▶ **Required work**
• A. In the article about forced removals near Khartoum below, condense the paragraph beginning "In late December, residents of the Kurmata area" into a shorter version that keeps its main facts.
• B. According to the article about forced removals near Khartoum below, what does Housing Minister Sharaf Bannaga hope to win, and at which event?

The stick and burlap shelters of Peace Camp emerge surrealistically from the desert like the unlivable Ethiopian camps thrown together during 1984-1985 famine. In Africa, there is no worse comparison.
"If they rise up in the middle of the desert, they can howl all they want," says a senior Western diplomat. "If they want to march on Khartoum, they will die of exposure on the way. The Army won't even need to be there."
As if to underline the extreme hardness of the place, during a recent visit of Western donors to the camp, a young man on the road to Khartoum - just half a mile from Peace Camp - collapsed from heat exhaustion in the path of the British ambassador's vehicle.
In late December, residents of the Kurmata area, south of Khartoum, decided to take on the guns and bulldozers of the Sudanese Army with sticks and stones. They didn't want to leave their homes or the security of the 200 water pumps that the United Nations Children's Fund had finished installing three months earlier.
At least 20 were killed in the ensuing battle, relief officials say, and today the pumps stand untouched among the demolished houses.
"We're not applying any Western standard of judgment to these horrid conditions," says US Ambassador James Cheek. "Any Sudanese - Muslim or Christian - would be more appalled than us, because these are their own people."
But the government seems to show pride in its work. The home-demolishing project is spear-headed by Minister of Housing Sharaf Bannaga, who stills hands out business cards for his previous job: a UN regional development planner.
It is no secret here that Dr. Bannaga hopes to win a medal of distinction at the "Earth Summit" in Brazil this June for his contribution to "environmental protection and urban renewal."
"Imagine someone living in a garbage dump with no facilities. They are using the soil indiscriminately and ruining the environment," Bannaga explains. "Our idea is to take them to a clean site with ample space, where they can breathe fresh air."
The housing minister says he is simply adhering to an urban-renewal plan commissioned by Khartoum State two years ago - and to be financed by the World Bank - which suggests thinning the squatter and displaced population by moving them to well-placed sites.
The plan warns, though, of the "futility of oppressive approaches" which "threaten political and social stability."
The World Bank has not approved the renewal plan, and in a letter to diplomats and the UN a month ago, clarified that "the bank in no way endorses the policies and actions of the Khartoum State authorities in relation to this issue."
Nevertheless, the Housing Ministry insists that the forcibly removed squatters - though angry at first and forced to buy trucked-in water - are given a choice where to go. They even held a parade in one camp recently, Bannaga says, to thank the minister for his kind help. Guns and cattle prods
The ubiquitous security forces in the camps, however, apparently sense danger in presenting the camps to the Western media.

▶ **Given information**
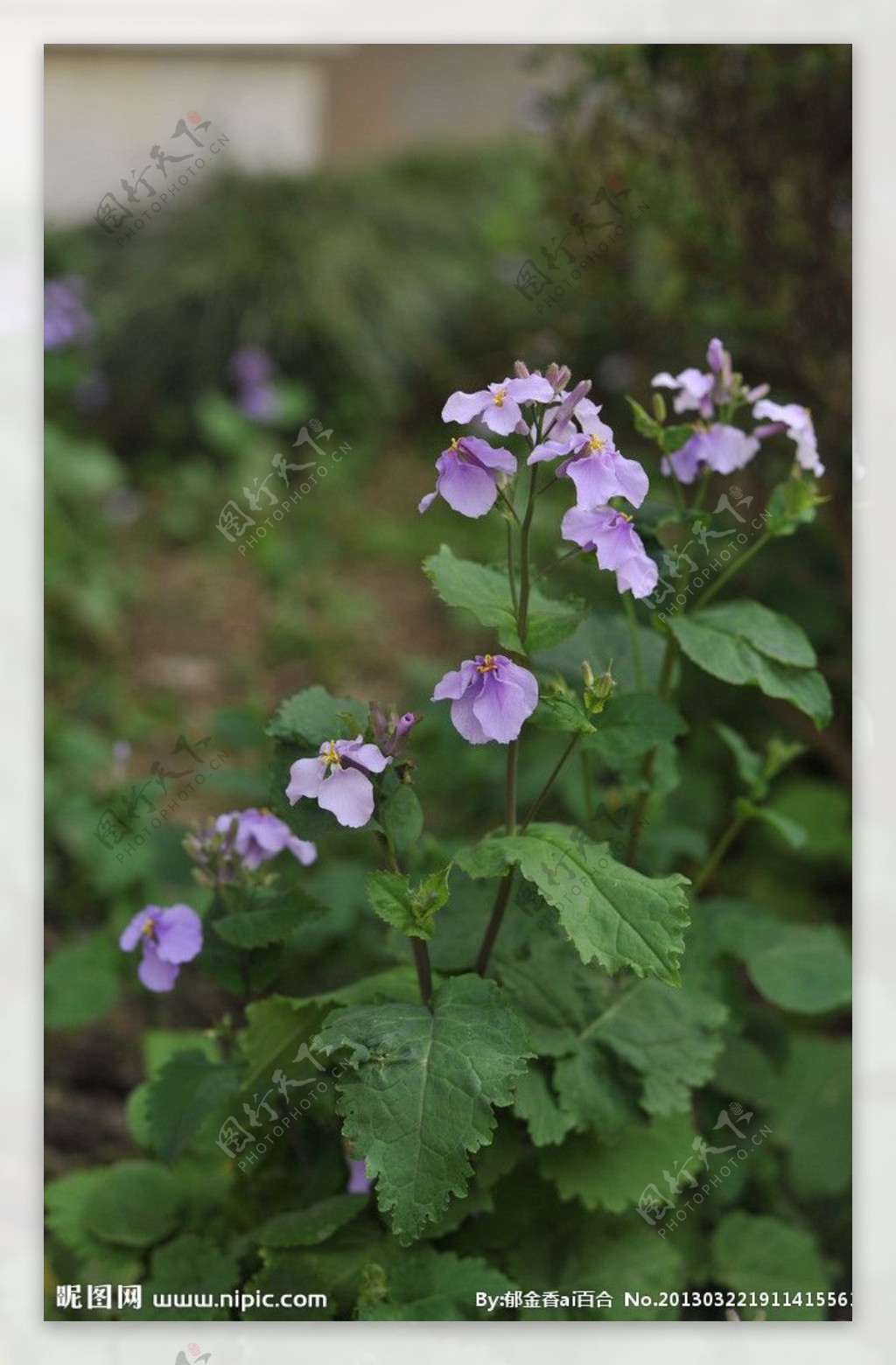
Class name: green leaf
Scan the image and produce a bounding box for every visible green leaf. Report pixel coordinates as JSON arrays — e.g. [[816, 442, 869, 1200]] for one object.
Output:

▶ **Solutions by task**
• A. In late December, Kurmata residents south of Khartoum fought the Sudanese Army's guns and bulldozers with sticks and stones. They wanted to keep their homes and the 200 water pumps UNICEF had installed three months before.

• B. He hopes to win a medal of distinction at the "Earth Summit" in Brazil in June.